DOCUMENT PASSAGE:
--- START ---
If they admit responsibility, the value of the claim then needs to be agreed. We will ask for some of your compensation to be paid to you at this stage. These interim payments can help pay for any medical care, treatment, support or equipment you might need while your claim is ongoing.
In some cases, a formal apology for the negligent treatment will also be made.
If the healthcare provider denies the claim, their response must clearly explain why this is the case. If responsibility for the claim is denied or a settlement cannot be agreed, court proceedings may need to be started. If your case does go to trial, the court hearing could take between 3-5 days depending on the complexity of the case and the number of experts and witnesses involved.
How much compensation for medical negligence will be awarded?
If it is proven that injury was caused by medical negligence, you will be awarded compensation. The level of compensation will be determined on a case-by-case basis, taking into account:
- The severity of your injury
- Your pain, suffering and recovery time
- Whether or not you’re able to carry out everyday tasks
You can claim compensation for your injury and any financial losses you may have incurred as a result of the injury. This will include any future expenses as well as covering any loss of income you might face if you’re unable to work because of your injury.
--- END ---
EXERCISE SET:
1. List the factors that the passage on medical negligence claims says are taken into account when determining the level of compensation.
2. Write a continuation of the passage on medical negligence claims that begins after its final sentence.

INFORMATION SUPPLIED:
--- START ---
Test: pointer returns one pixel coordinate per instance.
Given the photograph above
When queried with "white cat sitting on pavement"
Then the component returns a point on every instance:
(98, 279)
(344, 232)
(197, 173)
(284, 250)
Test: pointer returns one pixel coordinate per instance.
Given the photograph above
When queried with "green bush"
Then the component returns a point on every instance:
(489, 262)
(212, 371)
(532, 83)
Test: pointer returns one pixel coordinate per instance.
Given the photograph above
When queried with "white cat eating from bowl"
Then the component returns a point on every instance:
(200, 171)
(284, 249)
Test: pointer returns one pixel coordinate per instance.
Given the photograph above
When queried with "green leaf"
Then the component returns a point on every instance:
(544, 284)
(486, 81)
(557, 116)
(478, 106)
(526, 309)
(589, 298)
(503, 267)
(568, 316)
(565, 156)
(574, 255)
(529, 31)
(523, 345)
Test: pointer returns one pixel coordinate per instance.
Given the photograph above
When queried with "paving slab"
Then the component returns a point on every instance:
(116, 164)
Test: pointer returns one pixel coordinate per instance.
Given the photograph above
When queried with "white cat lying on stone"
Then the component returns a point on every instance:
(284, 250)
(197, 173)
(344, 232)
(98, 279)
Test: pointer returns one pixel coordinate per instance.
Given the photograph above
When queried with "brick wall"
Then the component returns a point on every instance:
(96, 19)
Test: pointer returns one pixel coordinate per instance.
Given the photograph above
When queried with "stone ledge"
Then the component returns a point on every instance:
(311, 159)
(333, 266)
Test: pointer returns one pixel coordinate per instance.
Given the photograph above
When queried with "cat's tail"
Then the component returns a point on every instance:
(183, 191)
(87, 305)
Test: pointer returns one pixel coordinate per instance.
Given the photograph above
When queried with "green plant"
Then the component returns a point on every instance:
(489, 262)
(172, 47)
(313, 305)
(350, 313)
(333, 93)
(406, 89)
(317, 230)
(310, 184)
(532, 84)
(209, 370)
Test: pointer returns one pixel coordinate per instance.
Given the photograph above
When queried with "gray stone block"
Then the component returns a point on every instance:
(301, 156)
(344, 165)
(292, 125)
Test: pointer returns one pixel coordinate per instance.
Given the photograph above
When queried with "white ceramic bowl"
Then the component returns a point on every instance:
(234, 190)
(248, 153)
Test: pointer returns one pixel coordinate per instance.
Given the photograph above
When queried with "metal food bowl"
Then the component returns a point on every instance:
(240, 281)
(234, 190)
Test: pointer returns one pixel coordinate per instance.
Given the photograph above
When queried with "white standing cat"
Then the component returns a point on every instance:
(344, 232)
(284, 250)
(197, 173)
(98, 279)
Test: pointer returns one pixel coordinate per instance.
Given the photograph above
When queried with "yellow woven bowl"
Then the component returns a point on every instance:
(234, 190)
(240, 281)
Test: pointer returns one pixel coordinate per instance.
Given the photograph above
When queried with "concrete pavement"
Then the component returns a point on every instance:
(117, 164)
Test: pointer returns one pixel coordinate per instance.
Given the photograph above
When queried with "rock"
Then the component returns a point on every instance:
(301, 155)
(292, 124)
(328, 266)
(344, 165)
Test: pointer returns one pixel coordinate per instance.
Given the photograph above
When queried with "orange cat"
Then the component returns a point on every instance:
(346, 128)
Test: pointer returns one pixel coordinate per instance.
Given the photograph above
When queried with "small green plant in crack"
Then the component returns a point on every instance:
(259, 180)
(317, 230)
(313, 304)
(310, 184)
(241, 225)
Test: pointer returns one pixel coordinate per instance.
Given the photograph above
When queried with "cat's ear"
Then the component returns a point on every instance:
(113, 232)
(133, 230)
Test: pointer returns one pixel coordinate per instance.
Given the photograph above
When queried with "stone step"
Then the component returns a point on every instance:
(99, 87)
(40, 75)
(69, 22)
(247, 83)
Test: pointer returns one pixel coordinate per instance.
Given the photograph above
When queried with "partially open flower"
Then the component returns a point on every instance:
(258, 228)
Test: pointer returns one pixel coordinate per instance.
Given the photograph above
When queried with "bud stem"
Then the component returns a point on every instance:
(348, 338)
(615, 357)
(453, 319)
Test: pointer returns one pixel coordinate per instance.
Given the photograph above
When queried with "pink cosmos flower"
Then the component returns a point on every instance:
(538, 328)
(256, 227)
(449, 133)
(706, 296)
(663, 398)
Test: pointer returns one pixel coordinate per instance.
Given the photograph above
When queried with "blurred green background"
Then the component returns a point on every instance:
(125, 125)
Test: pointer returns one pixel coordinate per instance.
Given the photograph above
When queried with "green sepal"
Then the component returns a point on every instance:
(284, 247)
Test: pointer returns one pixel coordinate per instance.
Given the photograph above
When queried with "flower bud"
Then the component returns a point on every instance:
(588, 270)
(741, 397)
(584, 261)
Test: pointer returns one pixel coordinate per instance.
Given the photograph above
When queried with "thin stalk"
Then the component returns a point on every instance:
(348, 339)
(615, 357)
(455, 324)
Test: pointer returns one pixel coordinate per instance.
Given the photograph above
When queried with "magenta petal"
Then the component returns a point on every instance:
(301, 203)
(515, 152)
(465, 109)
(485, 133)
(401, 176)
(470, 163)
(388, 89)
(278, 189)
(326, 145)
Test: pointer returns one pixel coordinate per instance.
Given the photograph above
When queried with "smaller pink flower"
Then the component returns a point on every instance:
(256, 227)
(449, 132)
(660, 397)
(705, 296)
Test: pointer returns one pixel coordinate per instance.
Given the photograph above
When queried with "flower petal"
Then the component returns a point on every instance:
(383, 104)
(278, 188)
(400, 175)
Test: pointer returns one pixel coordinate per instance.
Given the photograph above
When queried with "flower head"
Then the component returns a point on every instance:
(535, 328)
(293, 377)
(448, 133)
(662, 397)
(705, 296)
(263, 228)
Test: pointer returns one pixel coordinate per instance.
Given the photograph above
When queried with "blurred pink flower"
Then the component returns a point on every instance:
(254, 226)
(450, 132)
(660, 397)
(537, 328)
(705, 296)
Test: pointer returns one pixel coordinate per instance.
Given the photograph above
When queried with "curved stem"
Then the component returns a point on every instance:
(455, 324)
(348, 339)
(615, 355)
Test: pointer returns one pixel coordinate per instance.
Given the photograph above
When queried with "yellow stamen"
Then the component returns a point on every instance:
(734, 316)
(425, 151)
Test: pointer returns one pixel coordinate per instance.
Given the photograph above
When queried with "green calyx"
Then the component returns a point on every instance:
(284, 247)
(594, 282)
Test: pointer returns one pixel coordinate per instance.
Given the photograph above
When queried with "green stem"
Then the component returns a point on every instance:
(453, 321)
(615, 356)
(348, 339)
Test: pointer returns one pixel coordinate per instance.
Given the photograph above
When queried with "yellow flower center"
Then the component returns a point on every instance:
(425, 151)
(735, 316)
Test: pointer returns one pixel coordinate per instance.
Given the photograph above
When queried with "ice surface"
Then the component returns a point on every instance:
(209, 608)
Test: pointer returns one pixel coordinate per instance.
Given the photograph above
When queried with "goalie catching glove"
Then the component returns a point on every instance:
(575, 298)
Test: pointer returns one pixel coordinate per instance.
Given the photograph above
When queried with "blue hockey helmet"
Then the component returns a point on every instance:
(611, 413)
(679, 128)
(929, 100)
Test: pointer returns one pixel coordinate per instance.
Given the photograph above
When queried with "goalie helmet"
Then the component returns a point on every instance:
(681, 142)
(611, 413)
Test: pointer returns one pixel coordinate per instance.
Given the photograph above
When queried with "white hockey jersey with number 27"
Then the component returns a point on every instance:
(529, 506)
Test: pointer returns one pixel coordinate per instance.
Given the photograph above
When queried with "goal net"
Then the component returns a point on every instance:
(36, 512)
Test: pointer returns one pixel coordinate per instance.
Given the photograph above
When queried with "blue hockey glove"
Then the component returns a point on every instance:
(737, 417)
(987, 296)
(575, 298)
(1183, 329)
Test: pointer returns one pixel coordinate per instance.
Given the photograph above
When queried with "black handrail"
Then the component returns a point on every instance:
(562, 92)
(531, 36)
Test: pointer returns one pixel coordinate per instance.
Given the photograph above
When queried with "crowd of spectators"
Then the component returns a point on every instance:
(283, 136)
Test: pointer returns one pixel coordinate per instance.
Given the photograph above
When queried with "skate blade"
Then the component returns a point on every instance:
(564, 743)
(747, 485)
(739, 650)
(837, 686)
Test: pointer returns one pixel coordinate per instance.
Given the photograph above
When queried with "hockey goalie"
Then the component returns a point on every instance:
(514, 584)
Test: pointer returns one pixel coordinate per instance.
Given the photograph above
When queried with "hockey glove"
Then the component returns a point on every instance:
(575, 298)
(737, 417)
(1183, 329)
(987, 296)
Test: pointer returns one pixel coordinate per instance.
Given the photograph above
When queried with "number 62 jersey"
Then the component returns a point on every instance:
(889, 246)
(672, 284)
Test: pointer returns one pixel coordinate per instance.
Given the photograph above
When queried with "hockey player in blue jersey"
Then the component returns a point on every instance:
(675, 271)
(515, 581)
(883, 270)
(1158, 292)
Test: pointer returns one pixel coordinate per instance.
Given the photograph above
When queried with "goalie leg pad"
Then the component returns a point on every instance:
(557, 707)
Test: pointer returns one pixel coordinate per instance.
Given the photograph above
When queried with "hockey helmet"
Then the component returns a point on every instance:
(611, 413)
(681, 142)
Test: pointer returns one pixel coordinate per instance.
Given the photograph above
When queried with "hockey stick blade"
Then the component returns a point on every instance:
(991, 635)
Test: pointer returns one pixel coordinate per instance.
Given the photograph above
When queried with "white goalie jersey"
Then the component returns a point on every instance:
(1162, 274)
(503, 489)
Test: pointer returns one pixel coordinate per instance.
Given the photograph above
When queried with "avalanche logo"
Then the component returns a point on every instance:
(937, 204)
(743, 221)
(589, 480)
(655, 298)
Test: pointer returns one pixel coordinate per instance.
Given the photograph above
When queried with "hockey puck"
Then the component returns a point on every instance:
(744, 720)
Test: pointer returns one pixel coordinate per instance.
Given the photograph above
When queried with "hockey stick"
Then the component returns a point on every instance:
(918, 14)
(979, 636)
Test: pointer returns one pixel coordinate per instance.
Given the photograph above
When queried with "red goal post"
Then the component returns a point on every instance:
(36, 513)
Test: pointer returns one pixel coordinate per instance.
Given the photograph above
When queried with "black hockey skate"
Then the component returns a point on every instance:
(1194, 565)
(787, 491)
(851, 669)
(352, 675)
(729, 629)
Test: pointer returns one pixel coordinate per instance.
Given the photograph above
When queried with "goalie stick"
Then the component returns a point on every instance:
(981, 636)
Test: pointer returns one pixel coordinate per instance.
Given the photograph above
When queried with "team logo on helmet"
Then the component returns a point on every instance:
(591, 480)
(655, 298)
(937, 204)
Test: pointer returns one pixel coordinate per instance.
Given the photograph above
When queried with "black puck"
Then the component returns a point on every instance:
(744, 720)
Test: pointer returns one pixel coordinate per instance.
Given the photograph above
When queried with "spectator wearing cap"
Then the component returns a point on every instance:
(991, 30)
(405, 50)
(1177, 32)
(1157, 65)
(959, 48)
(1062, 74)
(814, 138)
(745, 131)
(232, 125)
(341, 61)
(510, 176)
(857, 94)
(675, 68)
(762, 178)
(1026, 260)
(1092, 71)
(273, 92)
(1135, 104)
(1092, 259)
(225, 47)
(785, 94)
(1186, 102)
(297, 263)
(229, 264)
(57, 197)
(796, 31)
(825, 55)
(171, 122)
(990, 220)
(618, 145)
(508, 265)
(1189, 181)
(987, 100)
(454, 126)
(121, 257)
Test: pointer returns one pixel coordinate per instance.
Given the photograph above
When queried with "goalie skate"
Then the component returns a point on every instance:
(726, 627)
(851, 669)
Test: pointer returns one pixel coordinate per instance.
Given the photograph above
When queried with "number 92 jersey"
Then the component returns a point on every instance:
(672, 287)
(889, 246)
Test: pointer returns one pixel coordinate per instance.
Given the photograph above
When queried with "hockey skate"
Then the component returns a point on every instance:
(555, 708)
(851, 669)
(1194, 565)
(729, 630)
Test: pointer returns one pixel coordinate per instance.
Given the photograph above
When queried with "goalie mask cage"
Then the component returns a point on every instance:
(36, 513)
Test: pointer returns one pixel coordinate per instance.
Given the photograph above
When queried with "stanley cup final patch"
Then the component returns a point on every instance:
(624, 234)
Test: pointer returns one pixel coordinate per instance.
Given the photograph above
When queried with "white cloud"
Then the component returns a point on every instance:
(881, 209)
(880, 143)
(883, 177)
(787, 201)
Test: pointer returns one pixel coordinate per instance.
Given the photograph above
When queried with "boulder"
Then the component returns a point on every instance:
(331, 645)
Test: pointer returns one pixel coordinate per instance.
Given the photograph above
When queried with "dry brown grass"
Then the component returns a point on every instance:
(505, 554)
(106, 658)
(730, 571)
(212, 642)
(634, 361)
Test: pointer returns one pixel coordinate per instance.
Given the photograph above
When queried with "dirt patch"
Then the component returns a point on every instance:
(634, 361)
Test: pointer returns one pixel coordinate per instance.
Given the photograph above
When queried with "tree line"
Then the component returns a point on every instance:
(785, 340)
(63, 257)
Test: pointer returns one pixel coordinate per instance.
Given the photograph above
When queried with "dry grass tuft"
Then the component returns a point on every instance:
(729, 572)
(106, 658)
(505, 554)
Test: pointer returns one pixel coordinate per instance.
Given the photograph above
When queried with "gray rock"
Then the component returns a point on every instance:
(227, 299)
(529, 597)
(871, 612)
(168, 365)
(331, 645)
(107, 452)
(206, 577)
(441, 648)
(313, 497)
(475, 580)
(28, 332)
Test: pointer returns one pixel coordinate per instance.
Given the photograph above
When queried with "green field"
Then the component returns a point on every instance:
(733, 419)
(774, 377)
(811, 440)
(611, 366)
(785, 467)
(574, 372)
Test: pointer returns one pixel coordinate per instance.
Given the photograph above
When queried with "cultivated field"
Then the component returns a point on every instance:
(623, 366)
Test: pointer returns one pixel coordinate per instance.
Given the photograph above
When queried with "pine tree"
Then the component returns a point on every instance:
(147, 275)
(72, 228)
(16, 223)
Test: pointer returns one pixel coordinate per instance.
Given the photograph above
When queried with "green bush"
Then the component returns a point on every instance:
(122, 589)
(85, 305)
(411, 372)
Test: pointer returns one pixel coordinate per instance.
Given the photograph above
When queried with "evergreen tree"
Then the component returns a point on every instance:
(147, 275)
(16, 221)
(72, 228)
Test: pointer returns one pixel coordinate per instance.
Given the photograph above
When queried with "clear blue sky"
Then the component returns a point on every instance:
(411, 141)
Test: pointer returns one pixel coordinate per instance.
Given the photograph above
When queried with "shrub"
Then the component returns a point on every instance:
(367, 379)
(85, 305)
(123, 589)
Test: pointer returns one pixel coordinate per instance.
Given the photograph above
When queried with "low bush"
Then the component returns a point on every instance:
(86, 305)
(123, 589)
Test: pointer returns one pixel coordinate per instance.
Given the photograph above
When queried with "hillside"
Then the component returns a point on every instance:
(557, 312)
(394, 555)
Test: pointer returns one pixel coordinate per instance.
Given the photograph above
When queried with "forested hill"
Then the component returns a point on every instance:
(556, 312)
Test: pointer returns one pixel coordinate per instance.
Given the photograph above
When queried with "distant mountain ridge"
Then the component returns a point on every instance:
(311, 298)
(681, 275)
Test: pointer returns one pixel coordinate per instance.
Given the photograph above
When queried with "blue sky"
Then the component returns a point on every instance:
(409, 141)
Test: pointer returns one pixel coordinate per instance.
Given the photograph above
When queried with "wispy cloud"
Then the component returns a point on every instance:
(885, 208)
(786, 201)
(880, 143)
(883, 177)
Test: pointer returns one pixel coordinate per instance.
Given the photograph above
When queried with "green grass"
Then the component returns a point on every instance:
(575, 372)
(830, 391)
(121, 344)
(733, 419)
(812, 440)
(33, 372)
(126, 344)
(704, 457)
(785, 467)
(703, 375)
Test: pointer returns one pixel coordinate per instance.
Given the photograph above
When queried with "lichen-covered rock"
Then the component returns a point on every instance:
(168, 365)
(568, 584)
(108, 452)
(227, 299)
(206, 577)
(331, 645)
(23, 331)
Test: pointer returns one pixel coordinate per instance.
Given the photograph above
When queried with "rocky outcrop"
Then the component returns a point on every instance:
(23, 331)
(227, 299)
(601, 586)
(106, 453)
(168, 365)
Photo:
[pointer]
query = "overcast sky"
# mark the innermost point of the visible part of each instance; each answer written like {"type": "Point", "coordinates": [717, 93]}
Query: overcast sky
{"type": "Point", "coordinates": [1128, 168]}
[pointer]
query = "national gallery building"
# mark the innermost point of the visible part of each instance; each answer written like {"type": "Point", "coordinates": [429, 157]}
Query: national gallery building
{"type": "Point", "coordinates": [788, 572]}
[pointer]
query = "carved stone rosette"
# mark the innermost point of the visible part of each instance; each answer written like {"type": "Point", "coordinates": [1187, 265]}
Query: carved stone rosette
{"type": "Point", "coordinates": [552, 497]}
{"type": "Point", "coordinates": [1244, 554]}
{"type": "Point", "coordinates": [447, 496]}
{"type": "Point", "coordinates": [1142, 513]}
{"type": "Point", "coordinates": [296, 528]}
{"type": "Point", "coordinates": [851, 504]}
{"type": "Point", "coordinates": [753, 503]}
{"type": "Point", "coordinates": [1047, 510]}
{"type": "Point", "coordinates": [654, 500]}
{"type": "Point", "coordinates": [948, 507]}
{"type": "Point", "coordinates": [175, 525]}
--- END ---
EXERCISE RESULTS:
1.
- The severity of the injury
- The pain, suffering and recovery time
- Whether or not the person is able to carry out everyday tasks

2.
Keep in mind that a medical negligence compensation claim is not just about seeking compensation. While the court won’t officially be able to discipline a health professional or force a hospital or individual to change how they work, the case may raise important learning points which the healthcare provider can use to make improvements to their future service. If you’d like to see a formal disciplinary process triggered, you’ll need to make a formal complaint, either using the NHS complaints procedure or other relevant complaints avenues.
Can I claim for medical negligence after 20 years?
There’s usually a time limit of three years for bringing a medical negligence claim. But, crucially, this can either be:
- Three years from the time the negligence occurred, or
- Three years from when you first become aware that there was a problem (if this was later than the time at which the negligence occurred)
It’s common with medical negligence cases that the patient won’t realise there’s a problem immediately after the negligence has occurred. But time limits are very much dependent on the facts of each case. If you think you may have a potential claim based on an incident that happened 20 years ago, contact a solicitor as soon as possible. It’s important to consult with a solicitor as soon as you’ve become aware of a problem (or have a suspicion that something was amiss) as it’ll take some time to gather all the information your solicitor needs to issue a claim in court.
Other times when the three-year limit might not apply include:
- If the patient is under the age of 18. If a child under the age of 18 suffered medical negligence, they have three years from the date of their 18th birthday to bring a claim.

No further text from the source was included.